== Task item ==
Exactly as they appear, output all of the entries.

== Extracted entries ==
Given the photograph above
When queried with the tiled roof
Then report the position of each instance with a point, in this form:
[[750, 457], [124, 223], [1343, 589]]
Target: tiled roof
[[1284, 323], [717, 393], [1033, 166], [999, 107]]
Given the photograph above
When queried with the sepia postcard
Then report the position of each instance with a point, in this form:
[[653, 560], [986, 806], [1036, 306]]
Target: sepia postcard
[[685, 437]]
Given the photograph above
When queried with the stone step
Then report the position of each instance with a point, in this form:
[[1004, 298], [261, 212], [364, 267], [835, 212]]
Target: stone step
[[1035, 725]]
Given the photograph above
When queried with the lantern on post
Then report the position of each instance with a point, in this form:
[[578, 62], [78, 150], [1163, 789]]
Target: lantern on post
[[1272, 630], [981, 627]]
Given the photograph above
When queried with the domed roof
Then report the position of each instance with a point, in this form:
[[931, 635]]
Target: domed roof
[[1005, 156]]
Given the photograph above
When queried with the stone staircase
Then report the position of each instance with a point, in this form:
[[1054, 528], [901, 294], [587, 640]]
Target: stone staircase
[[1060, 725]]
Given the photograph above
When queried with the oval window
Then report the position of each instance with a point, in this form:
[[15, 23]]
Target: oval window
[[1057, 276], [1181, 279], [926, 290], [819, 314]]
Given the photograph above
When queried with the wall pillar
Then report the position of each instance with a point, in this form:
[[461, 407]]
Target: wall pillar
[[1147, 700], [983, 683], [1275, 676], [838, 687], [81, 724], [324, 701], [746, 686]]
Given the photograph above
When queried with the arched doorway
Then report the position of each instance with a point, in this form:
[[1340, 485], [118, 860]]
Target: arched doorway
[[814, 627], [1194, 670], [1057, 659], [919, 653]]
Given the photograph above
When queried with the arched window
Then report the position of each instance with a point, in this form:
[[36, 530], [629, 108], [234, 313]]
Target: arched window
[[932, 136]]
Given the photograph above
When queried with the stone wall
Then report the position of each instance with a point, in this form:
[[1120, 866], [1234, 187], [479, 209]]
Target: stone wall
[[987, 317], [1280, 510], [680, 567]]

== Result of this task ==
Given the photograph above
When queried with the tiled roof
Then report the position of each instance with a point, in this form:
[[750, 457], [124, 223], [1343, 589]]
Target: tiled roof
[[1284, 323], [717, 393], [1033, 166], [999, 107]]
Given the photograph above
When queried with the sepia postcard
Then report the position of each instance with a point, in this form:
[[653, 560], [986, 806], [1036, 306]]
Target: sepia postcard
[[685, 437]]
Given the photograph above
When queried with the stone step
Then report the position of each instance with a point, in this form:
[[1004, 298], [261, 212], [364, 267], [835, 212]]
Target: stone step
[[1035, 725]]
Given the photograph above
When queried with the lantern on post
Then report the position of each instance with a point, in this form:
[[578, 62], [78, 150], [1163, 789]]
Target: lantern on post
[[1272, 630], [981, 627]]
Given the photograph above
When queried with the domed roof
Then report the position of each instance with a point, in this form:
[[931, 635]]
Target: domed roof
[[1005, 156]]
Given the photograph above
When queried with the stone staircase
Then report the position of each instance with a point, in this form:
[[1054, 528], [901, 294], [587, 640]]
Target: stone staircase
[[1060, 725]]
Given the photograph above
When queried with the oval window
Then report the position of each instance with a point, in this form:
[[15, 23]]
Target: oval window
[[1057, 276], [1181, 279], [926, 290], [819, 314]]
Given the photograph above
When queried with the wall pillar
Then report the position of each instance with a point, in this form:
[[461, 407]]
Target: wall pillar
[[1147, 700], [983, 683], [1275, 676], [838, 687], [81, 724], [324, 701], [746, 686]]
Given the photograph above
When queried with the arched doorway
Then report the position of each instance with a point, in this form:
[[1340, 485], [118, 860]]
Target: arched doorway
[[814, 627], [1194, 670], [1057, 659], [919, 653]]
Given the photograph above
When queried with the arched window
Then report the position of each instance with a point, in this form:
[[36, 530], [629, 108], [234, 313]]
Target: arched window
[[932, 136]]
Given the photograph above
When queried with the stone wall
Then report the position of each instance with a point, in this form:
[[1120, 866], [1234, 187], [479, 209]]
Target: stone wall
[[987, 317], [1280, 510], [680, 567]]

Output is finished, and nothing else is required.